START Material shown
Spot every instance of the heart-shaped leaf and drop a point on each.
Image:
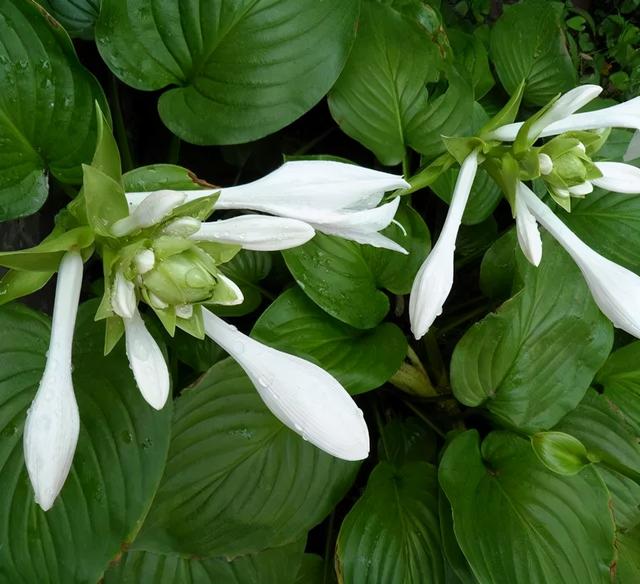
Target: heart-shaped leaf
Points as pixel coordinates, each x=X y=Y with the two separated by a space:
x=360 y=360
x=237 y=481
x=47 y=110
x=392 y=534
x=532 y=361
x=516 y=521
x=117 y=466
x=239 y=70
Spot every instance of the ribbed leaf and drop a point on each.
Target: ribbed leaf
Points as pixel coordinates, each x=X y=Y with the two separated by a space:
x=274 y=566
x=516 y=521
x=117 y=466
x=392 y=534
x=533 y=360
x=242 y=69
x=47 y=108
x=360 y=360
x=237 y=481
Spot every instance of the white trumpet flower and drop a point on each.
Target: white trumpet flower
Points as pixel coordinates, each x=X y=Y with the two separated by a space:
x=527 y=230
x=434 y=280
x=53 y=423
x=257 y=232
x=615 y=289
x=146 y=361
x=301 y=395
x=332 y=197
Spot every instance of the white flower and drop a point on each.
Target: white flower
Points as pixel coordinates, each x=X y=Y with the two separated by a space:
x=151 y=210
x=434 y=280
x=332 y=197
x=622 y=115
x=53 y=423
x=618 y=177
x=300 y=394
x=146 y=361
x=257 y=232
x=615 y=289
x=527 y=230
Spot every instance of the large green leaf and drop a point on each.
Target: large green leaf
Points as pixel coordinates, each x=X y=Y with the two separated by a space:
x=345 y=278
x=532 y=361
x=620 y=377
x=77 y=16
x=381 y=93
x=392 y=534
x=516 y=521
x=273 y=566
x=360 y=360
x=239 y=70
x=610 y=223
x=528 y=43
x=47 y=108
x=237 y=481
x=117 y=466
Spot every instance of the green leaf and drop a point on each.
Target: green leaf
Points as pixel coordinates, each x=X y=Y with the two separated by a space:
x=610 y=223
x=46 y=256
x=47 y=120
x=380 y=93
x=532 y=361
x=345 y=278
x=559 y=452
x=528 y=43
x=392 y=533
x=117 y=466
x=272 y=566
x=360 y=360
x=516 y=521
x=472 y=57
x=620 y=377
x=77 y=16
x=484 y=198
x=156 y=177
x=600 y=426
x=237 y=481
x=241 y=70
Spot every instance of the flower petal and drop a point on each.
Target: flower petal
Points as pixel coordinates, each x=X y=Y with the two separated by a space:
x=147 y=362
x=301 y=395
x=151 y=210
x=527 y=231
x=618 y=177
x=435 y=278
x=615 y=289
x=53 y=423
x=257 y=232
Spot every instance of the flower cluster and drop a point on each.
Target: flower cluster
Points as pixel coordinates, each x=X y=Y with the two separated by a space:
x=566 y=167
x=163 y=253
END Material shown
All lines holding the word "ribbed" must be found in the listing and copied.

**Finished exercise**
Spot every instance of the ribbed leaf and drop a point on each.
Target: ribbed leaf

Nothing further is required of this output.